** 阅读节选 **
━━━━━━━━━━
2020-07-30路竞祎刘小丽张志杰刘建剑

债券 2020年7期
关键词:抵销债务人证券化

路竞祎 刘小丽 张志杰 刘建剑

摘要:作为首部以“法典”命名的基础性、综合性法律,民法典不可避免地会对资产证券化产生影响。本文研究了民法典相较担保法、合同法、物权法等的相关条文变化,总结出民法典对资产证券化的六大影响,即统一了认识、填充了空白、稳定了预期、弥补了瑕疵、预留了空间,但也留下了懸念。

关键词:民法典  资产证券化

2020年5月28日,第十三届全国人民代表大会第三次会议表决通过《中华人民共和国民法典》(以下简称“民法典”)。民法典是新中国成立以来第一部以“法典”命名的基础性、综合性法律,被誉为“社会生活的百科全书”,在我国民商合一的传统下将对金融等商事活动产生广泛影响。

具体到资产证券化领域,笔者立足法律实践,研究了民法典相比自2021年起将被正式取代的担保法、合同法、物权法等相关法律条文的变化,总结出民法典对资产证券化的六大影响,即统一了认识、填充了空白、稳定了预期、弥补了瑕疵、预留了空间,但也留下了悬念。

统一了认识

民法典是对现行民事单行法规的系统性编订纂修,其中纯属新增的表述很少,但其结合法理及法的实践对现行的、制定于不同时期的单行法条文进行了梳理,对涉及资产证券化等民商事活动的常用规则进行了澄清。

典型实例:明确了抵押权随主债权转让无需登记

物权法中,一方面第二十四条明确了物权公示主义原理,即规定“物权的设立、变更、转让和消灭,未经登记,不得对抗善意第三人”;另一方面第一百九十二条明确了主债权转让、从权利随之转移原理,即规定“债权转让的,担保该债权的抵押权一并转让,但法律另有规定或者当事人另有约定的除外”。在资产证券化中,抵押权等既有担保物权的转让非常多见,应当优先适用哪个原理?如果体量庞大的担保物权难以及时办理转移登记或变更登记,是否影响转让的有效性?

针对这些问题,实践经历了漫长的摸索过程。债权受让人取得的抵押权系基于法律的明确规定,并非基于新的抵押合同重新设定抵押权,故不因受让人未及时办理抵押权变更登记手续而消灭本次民法典一锤定音。第五百四十七条第二款明确规定,“受让人取得从权利不因该从权利未履行转移登记手续或者未转移占有而受到影响”。这意味着在资产证券化中,随主债权转让的附属担保权益未办理登记或转让手续也不再影响转让效力。
━━━━━━━━━━
** 任务要求 **
**A.** 根据民法典与资产证券化一文,债权受让人未及时办理抵押权变更登记时,其取得的抵押权为何不会因此消灭?请用一至三句话说明。
**B.** 从民法典与资产证券化一文的最后一句之后往下续写。

** 已存数据条目 **
━━━━━━━━━━
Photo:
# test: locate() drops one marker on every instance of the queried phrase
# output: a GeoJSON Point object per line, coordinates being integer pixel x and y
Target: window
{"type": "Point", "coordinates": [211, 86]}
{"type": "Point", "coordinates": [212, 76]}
━━━━━━━━━━
** 参考答案 **
**A.** 债权受让人取得的抵押权是基于法律的明确规定,而不是基于新的抵押合同重新设定的。因此,这项抵押权不因受让人未及时办理抵押权变更登记手续而消灭。

**B.**
填补了空白

民商事活动以意思自治为基础,但一方面,当事人合同约定难免有所遗漏,需要民法供以任意性规范以达到补充合同空白或协助解释的目的;另一方面,民商事活动秩序的维系在私法自治外仍需公权力的适度介入,需要民法提供相应的行为规范、裁判规范。本次民法典填补空白,大到个人信息保护等人格权益的体系化规定(第四编),小到“因债权转让增加的履行费用,由让与人负担”(第五百五十条),其宏旨、细节均对资产证券化有深远影响。

典型实例:合同编增加保理合同章节

资产证券化中常见的保理合同,过去属于合同法上未列明的所谓“无名合同”,存在较大争议。究其根源,是因为保理业务自上世纪90年代开展以来一直是“摸着石头过河”,分业监管体制使得对银行业保理、商业保理的监管是分开的,缺少基础立法、基本规则的支持。本次民法典对保理业务涉及的诸多争议问题进行了回应。

其一,民法典以专章将保理合同提升为“有名合同”,为司法机关明确争议案由提供了依据。

其二,按照民法典第七百六十三条,应收账款的债权债务双方不得以应收账款系虚构为由主张对保理人不履行义务,除非保理人当时明知应收账款是虚构的。当然这里也留下了一些悬念,即保理公司的“明知”“不明知”如何界定,是否受保理人尽到审查义务与否的影响?在实践中,按照监管规定负有审查职责的保理商如果未对明显的虚构交易进行基本的审查,是否会被推定为“明知”?笔者认为,被推定为“明知”的可能性是存在的,尚待司法实践的印证。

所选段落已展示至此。